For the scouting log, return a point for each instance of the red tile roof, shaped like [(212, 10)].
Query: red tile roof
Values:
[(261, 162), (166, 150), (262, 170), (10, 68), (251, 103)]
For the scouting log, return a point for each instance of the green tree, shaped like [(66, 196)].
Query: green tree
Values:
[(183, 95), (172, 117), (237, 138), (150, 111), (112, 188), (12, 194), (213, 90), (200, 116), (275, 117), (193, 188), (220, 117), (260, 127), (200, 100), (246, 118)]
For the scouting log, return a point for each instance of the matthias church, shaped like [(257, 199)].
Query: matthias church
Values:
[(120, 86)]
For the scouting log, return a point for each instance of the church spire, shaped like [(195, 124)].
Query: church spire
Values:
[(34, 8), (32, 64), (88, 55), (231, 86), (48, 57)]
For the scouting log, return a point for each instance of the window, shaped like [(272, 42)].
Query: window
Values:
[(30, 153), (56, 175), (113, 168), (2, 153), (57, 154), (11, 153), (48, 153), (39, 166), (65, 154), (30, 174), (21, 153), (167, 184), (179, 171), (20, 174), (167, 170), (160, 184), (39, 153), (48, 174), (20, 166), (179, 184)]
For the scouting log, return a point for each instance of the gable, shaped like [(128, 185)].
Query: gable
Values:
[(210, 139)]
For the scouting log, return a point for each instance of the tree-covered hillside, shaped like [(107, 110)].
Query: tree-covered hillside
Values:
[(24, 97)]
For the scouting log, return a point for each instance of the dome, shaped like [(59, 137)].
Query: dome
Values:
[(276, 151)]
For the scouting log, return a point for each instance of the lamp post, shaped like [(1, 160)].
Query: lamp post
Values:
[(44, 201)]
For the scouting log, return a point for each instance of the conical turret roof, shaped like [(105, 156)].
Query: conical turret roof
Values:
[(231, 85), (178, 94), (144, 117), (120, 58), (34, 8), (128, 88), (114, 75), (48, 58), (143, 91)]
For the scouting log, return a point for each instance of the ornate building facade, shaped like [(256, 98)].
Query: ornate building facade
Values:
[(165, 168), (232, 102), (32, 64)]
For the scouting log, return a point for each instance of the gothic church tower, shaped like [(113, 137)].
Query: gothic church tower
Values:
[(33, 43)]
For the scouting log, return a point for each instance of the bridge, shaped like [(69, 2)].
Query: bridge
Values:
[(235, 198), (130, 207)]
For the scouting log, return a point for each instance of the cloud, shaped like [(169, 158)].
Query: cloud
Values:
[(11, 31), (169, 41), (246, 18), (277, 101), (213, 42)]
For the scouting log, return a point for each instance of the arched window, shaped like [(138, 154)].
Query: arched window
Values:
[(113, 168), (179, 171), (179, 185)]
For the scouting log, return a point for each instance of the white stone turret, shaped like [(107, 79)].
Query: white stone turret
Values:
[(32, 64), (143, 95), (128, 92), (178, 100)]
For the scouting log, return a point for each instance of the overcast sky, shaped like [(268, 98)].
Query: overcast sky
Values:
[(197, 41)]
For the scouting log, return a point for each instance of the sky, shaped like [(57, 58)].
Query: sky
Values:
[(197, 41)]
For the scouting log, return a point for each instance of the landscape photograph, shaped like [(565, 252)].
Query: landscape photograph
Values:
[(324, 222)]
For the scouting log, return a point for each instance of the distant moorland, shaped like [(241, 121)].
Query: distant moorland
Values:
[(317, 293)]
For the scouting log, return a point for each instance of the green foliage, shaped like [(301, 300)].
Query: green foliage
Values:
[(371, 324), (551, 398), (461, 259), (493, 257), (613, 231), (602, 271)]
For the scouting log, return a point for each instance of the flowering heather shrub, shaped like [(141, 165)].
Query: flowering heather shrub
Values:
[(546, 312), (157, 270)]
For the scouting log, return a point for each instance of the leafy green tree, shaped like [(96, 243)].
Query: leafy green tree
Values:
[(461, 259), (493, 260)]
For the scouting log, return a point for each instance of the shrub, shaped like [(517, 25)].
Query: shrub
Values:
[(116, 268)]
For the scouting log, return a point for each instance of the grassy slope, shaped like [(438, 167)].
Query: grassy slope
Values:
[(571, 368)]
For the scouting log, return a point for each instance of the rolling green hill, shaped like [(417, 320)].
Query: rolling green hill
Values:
######
Extract every line of the records above that contains the word "roof".

For the scouting log, return a point for each instance of the red tile roof, shaped like [(212, 10)].
Query: red tile roof
For the scouting log, return a point for each instance of the conical turret roof, shaped like [(105, 156)].
Query: conical turret roof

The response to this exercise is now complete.